━━━━━ Provided information ━━━━━

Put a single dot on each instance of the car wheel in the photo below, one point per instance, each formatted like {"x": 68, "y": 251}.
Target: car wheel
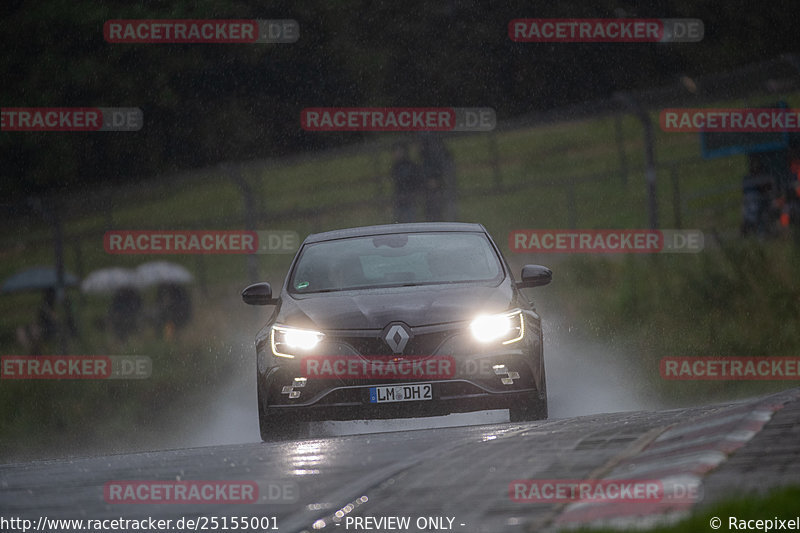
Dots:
{"x": 532, "y": 408}
{"x": 277, "y": 426}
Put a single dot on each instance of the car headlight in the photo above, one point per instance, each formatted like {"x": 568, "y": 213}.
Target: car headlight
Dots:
{"x": 286, "y": 341}
{"x": 505, "y": 327}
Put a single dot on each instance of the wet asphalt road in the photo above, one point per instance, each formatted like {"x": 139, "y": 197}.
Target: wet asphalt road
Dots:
{"x": 462, "y": 473}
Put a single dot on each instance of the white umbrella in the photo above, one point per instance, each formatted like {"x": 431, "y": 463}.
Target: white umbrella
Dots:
{"x": 109, "y": 280}
{"x": 157, "y": 272}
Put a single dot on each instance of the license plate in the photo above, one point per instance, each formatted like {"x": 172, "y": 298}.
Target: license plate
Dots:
{"x": 401, "y": 393}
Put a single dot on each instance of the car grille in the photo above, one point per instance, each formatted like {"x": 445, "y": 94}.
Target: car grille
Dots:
{"x": 425, "y": 341}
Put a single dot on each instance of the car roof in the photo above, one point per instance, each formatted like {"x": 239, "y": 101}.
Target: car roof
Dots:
{"x": 385, "y": 229}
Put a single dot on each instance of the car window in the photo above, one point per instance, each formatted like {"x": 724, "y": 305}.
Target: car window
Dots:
{"x": 398, "y": 259}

━━━━━

● What the task asks
Return the lines from the line containing "Put a single dot on each instance of the car roof" through the end of the rows, copied without any change.

● Task solution
Put a single dot on each instance of the car roof in the photo above, one point per instance, each formatted like {"x": 239, "y": 101}.
Target: car roof
Dots:
{"x": 385, "y": 229}
Put a single dot on each instance of the car window in the photo above, one point per instance, each formatted like {"x": 724, "y": 305}.
Target: car window
Dots:
{"x": 398, "y": 259}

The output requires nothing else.